== REQUIRED TASK ==
Which lines of the records contain the string "target"? Report each of them in full.

»»

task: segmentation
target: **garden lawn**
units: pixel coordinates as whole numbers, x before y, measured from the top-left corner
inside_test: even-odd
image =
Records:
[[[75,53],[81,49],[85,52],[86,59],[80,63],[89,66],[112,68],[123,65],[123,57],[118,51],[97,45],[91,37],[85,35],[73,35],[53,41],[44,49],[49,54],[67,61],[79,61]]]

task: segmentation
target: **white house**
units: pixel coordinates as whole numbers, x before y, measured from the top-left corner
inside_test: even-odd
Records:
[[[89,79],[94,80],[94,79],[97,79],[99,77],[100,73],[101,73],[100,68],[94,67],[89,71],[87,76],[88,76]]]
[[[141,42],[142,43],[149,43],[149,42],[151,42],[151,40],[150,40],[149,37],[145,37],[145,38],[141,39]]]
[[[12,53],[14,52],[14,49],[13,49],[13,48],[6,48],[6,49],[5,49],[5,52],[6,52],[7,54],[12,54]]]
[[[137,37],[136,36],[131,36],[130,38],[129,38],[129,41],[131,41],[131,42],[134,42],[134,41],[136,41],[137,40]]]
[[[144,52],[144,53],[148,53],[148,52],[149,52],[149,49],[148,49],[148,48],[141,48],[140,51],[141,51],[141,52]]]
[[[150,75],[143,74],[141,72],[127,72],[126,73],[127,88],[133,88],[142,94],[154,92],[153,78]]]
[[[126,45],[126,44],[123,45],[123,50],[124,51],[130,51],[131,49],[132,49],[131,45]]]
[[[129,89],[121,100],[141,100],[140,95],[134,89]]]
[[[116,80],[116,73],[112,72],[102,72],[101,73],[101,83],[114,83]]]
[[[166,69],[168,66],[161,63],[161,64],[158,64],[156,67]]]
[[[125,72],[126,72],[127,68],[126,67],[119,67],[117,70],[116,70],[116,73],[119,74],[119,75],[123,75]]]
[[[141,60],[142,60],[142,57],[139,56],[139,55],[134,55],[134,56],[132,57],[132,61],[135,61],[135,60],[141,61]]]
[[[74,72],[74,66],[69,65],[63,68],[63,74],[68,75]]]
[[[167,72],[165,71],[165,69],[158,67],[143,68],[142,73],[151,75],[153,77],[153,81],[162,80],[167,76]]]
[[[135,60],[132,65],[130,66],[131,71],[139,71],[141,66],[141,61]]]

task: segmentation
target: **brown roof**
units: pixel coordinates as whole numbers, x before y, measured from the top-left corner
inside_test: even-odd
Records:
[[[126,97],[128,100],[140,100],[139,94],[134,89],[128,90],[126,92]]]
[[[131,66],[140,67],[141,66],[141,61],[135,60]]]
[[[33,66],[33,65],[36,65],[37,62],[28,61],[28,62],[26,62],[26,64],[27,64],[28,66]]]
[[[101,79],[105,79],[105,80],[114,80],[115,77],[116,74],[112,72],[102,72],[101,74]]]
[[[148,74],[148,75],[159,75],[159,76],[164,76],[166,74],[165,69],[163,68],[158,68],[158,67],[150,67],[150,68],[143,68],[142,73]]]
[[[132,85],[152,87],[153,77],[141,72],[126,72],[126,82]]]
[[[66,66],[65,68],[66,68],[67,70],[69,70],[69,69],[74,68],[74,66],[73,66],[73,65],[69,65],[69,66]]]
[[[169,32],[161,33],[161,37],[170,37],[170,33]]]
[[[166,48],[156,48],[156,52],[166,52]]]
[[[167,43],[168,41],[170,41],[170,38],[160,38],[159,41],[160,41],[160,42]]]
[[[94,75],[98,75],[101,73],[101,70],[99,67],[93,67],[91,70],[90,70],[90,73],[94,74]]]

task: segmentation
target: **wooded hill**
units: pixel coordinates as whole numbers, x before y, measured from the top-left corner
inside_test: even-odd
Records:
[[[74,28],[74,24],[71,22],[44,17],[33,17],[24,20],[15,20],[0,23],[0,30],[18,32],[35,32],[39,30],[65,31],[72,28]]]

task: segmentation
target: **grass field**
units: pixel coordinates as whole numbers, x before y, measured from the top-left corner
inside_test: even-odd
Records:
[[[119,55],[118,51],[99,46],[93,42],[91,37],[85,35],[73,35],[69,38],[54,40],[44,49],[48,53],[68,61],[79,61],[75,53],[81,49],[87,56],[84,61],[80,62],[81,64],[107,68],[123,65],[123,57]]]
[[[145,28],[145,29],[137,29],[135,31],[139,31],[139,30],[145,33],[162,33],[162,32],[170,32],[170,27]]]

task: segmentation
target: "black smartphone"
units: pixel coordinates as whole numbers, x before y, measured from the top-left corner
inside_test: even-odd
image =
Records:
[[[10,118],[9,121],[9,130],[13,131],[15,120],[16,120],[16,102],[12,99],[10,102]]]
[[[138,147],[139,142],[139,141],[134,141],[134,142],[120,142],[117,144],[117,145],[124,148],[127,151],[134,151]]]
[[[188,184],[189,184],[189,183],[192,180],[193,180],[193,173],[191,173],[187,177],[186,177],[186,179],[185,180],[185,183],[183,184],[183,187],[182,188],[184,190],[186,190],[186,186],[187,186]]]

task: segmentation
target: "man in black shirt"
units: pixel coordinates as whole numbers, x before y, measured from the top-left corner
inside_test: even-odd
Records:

««

== PROBLEM SOLUTION ==
target: **garden lawn**
target: **white house**
target: **brown roof**
target: **wooded hill**
target: **grass field**
target: "black smartphone"
target: "man in black shirt"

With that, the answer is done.